=== EXCERTO DA PÁGINA ===

Ninguém se salva sozinho

É exatamente o multilateralismo consertado do Ocidente que mais falta faz ao mundo, mas é ao nacionalismo desmesurado e ao populismo que a União Europeia abre as portas com esta divisão.

Enquanto a crise sanitária humana e económica um pouco por todo o lado nos entra de forma crua e dura pelos olhos e ouvidos adentro, todas as outras aí estão escancaradas à espera para deixar o mundo cada vez mais pandemónico e sem sentido. Das consequências da ganância de ontem aos dias de hoje, até a crença de muitos nos amanhãs que cantam parece ter desvanecido. Nada será como dantes e parece que tudo ficará para pior.

Um vírus expõe outro e tudo se contamina.

Dos que mais custa é sem dúvida o da União Europeia. No momento da verdade, parece que falha como nunca. A crise de 2009 não foi assim há tanto tempo e os arautos do neoliberalismo que a tanto condenou tantos aí estão a sugerir o mesmo nada de ontem para destruir de vez o projeto democrático mais interessante e evolutivo que os homens já criaram. Mas talvez não tenha de ser tudo assim e desta crise possa surgir algo verdadeiramente melhor e de acordo com a nossa condição humana e solidária. A mesma que foi a base da criação e desenvolvimento da União de outros tempos e que a velha e mais exposta do que nunca divisão entre norte e sul desmerece. Em grande parte, por culpa dos primeiros, diga-se.

=== DADOS FORNECIDOS ===

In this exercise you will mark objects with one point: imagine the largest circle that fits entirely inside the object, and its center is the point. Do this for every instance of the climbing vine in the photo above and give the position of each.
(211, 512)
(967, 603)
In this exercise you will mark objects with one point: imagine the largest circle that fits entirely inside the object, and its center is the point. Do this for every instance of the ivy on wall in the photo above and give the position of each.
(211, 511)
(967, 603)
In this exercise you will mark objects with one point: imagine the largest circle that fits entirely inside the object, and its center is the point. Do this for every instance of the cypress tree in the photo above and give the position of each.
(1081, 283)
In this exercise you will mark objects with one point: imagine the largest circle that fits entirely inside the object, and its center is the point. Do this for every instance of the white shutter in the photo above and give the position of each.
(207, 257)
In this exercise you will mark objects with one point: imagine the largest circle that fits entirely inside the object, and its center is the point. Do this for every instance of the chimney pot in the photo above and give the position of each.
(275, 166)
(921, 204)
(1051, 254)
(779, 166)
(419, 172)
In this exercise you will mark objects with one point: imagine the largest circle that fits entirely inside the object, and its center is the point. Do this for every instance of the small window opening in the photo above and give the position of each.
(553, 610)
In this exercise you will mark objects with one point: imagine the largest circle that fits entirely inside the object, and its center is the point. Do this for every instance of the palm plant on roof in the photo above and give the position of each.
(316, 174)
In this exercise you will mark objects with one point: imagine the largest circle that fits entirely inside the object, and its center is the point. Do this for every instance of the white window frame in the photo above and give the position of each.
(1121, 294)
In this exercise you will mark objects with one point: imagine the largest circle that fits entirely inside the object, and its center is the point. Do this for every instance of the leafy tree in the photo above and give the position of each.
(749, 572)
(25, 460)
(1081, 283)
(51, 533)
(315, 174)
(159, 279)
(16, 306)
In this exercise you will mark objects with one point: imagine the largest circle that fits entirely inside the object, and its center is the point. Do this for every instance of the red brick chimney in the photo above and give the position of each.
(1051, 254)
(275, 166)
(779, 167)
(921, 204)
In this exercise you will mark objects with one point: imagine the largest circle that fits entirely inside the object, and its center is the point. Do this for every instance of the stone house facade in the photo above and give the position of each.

===

Segundo o artigo sobre a União Europeia, por que motivo a divisão entre norte e sul é prejudicial à União? Responda em uma ou duas frases.

● RESPOSTA: A divisão desmerece a condição humana e solidária que foi a base da criação e do desenvolvimento da União. Além disso, com ela a União Europeia abre as portas ao nacionalismo desmesurado e ao populismo.